## YOUR OBJECTIVE
Put the records below, from the line with "QA step — confirm black necktie" through the line with "[0,0,135,412]", both included, into a numbered list with no blank lines. List only those lines.

Records in a dataset

----------------------------------------

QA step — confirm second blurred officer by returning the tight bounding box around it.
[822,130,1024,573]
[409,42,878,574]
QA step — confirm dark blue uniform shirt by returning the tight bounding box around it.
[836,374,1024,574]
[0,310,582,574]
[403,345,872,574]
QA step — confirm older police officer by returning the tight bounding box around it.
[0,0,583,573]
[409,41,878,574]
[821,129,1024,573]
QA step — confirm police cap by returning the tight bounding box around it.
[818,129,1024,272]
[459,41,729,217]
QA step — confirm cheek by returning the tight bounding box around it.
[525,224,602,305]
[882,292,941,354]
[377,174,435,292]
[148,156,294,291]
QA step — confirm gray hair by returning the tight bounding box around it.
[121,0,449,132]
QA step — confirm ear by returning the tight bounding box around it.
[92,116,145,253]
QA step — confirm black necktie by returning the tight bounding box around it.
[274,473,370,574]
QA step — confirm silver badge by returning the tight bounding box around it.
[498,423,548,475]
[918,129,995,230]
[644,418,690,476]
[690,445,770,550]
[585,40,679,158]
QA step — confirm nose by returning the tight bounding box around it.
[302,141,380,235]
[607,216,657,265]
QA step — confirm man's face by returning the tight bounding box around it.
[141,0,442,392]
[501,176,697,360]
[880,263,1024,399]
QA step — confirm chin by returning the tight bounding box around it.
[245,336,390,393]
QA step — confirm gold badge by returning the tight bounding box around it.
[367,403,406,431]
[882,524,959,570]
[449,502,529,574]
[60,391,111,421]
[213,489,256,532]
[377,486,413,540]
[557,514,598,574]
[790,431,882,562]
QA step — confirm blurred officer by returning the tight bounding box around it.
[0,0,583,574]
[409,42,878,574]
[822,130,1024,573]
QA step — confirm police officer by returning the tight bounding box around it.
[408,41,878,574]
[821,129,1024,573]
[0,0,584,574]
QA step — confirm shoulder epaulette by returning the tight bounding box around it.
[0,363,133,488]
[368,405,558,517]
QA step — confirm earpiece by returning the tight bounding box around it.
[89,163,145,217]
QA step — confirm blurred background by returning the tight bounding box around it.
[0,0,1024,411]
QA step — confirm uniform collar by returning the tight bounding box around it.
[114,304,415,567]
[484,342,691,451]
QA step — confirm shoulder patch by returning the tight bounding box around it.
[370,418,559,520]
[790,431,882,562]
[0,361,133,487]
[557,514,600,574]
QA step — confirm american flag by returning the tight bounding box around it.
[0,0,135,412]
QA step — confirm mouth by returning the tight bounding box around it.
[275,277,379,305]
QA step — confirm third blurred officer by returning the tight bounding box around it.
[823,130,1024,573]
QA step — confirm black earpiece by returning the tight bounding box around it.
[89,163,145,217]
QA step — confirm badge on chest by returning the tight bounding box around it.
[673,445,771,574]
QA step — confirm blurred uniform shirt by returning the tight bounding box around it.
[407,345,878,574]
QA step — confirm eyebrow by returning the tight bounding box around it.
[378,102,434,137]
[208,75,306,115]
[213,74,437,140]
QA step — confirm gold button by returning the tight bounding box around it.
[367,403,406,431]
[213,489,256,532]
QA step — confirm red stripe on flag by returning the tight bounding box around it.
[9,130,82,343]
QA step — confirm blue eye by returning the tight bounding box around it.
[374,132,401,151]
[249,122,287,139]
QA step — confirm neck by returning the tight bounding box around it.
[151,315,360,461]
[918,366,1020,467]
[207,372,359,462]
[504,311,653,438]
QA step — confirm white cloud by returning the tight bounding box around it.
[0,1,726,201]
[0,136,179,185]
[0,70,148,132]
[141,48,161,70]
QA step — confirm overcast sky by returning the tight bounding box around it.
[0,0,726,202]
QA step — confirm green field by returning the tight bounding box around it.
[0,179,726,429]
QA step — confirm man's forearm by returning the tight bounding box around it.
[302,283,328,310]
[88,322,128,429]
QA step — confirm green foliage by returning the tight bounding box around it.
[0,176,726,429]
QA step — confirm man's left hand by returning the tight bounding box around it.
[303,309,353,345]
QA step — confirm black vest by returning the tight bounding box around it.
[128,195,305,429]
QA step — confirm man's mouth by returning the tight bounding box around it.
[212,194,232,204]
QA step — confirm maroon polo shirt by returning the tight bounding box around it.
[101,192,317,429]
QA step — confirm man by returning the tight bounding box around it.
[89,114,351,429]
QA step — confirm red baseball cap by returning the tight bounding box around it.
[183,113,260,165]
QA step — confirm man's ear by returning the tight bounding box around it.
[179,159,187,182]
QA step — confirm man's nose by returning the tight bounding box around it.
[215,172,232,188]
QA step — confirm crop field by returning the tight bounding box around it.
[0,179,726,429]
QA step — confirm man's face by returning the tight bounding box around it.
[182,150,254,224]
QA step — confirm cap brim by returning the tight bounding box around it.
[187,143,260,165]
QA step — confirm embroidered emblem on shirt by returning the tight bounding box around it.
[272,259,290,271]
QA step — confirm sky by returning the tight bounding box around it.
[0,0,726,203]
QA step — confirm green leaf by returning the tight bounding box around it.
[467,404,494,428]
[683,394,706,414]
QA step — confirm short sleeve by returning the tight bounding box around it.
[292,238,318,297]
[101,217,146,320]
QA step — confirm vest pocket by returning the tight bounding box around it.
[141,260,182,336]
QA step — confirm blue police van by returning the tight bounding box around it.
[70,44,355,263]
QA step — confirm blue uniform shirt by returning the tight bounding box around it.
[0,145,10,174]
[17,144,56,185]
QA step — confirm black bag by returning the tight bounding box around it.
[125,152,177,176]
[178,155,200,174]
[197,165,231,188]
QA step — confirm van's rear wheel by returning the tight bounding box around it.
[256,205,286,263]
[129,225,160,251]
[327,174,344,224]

----------------------------------------

## FULL OUTPUT
1. QA step — confirm black necktie by returning the tight bounding box around it.
2. [274,473,370,574]
3. QA step — confirm silver badge by returning the tight bounding box around it.
4. [498,423,548,475]
5. [918,129,995,230]
6. [644,418,690,476]
7. [690,445,770,550]
8. [585,40,679,158]
9. QA step — confirm nose by returning the tight bounding box around it.
10. [302,141,380,235]
11. [607,216,657,265]
12. QA step — confirm man's face by returning the tight bounding box around it.
13. [141,0,442,392]
14. [501,176,697,360]
15. [880,263,1024,399]
16. QA step — confirm chin by returning the tight bounding box around it.
17. [245,336,390,393]
18. QA step — confirm gold badge by returning the tight bounding box around it.
19. [367,403,406,431]
20. [882,524,959,570]
21. [449,502,529,574]
22. [60,391,111,421]
23. [213,489,256,532]
24. [377,486,413,540]
25. [557,514,598,574]
26. [790,431,882,562]
27. QA step — confirm blurred officer by returning the tight bounding box around it.
28. [0,0,583,574]
29. [409,42,878,574]
30. [822,130,1024,573]
31. QA step — confirm police officer by returning the tight bounding box around it.
32. [408,41,878,574]
33. [821,129,1024,573]
34. [0,0,584,574]
35. QA step — confirm shoulder epaulette by returning the tight bounding box around it.
36. [0,363,133,488]
37. [368,405,558,517]
38. QA step — confirm earpiece by returning the tight bounding box around it.
39. [89,163,145,217]
40. QA step — confirm blurred background by returning the tight bounding box around it.
41. [0,0,1024,411]
42. QA step — confirm uniform collar by returning the tight bounding box around it.
43. [114,304,415,567]
44. [484,342,691,451]
45. QA step — confirm shoulder patch by returning the tight bounding box around it.
46. [370,418,559,520]
47. [790,431,882,562]
48. [0,361,133,487]
49. [557,514,600,574]
50. QA step — confirm american flag by returning the tight bounding box around it.
51. [0,0,135,412]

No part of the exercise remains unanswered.